Data entries
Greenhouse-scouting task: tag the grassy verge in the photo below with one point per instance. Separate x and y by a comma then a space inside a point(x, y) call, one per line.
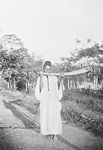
point(81, 110)
point(84, 111)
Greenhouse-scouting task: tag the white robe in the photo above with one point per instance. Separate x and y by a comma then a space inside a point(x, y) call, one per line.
point(50, 106)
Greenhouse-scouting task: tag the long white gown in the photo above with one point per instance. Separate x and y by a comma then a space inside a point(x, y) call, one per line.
point(50, 105)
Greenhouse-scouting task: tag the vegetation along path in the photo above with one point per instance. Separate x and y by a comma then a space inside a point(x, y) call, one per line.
point(19, 130)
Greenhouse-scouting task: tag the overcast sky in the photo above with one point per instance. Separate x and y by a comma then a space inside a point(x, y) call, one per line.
point(51, 27)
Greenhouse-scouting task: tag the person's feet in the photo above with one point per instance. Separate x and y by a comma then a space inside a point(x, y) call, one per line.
point(51, 136)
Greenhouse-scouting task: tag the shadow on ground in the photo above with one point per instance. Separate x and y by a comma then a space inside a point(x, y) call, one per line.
point(28, 124)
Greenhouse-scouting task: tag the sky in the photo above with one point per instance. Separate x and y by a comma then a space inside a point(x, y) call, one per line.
point(50, 27)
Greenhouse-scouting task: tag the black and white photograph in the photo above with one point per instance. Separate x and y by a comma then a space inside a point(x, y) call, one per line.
point(51, 74)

*Exercise goal*: Reproduce all of the records with "Greenhouse-scouting" changed to "Field-survey" wherever it occurs, leaving everything else unchanged. Leave the pictures out of your answer.

*Result for this exercise*:
Field-survey task: tag the grassy verge in the photo below with one point per instance. Separate x and y by a comma then a space inside a point(x, y) call, one per line.
point(81, 110)
point(84, 111)
Field-survey task: tag the white robe in the photo above with one point per instance. Separate x and y by a comma then a space inside a point(x, y) call, one per line.
point(50, 106)
Field-survey task: tag the long white gown in the photo above with one point per instance. Separate x and y by a comma then a space inside a point(x, y) call, one per line.
point(50, 105)
Field-survey task: tag the vegetation along path in the photo above with one point per instance. Separate x and y by a comma then a space inside a point(x, y) call, one per line.
point(19, 130)
Field-survey task: tag the overcast sky in the photo above with one point per instance. Separate x and y by a comma then a space inside a point(x, y) call, one per line.
point(51, 27)
Field-survey task: tag the person's feet in the photo above with one point per instance. Separate x and y by a comma then a space inside a point(x, y) call, one per line.
point(51, 136)
Field-survey task: tag the shadow on ground in the photo above with one point per instance. Separate x and y by a comma then a space inside a point(x, y) call, one per line.
point(28, 124)
Field-survey task: tag the sky in the photo above with one point per instance. Separate x and y by a comma then a space inside a point(x, y) call, one per line.
point(50, 27)
Field-survey task: tag the black and white photograph in the photo above with one point per instance. Separate x and y by a comma then a space inside a point(x, y) call, one per line.
point(51, 74)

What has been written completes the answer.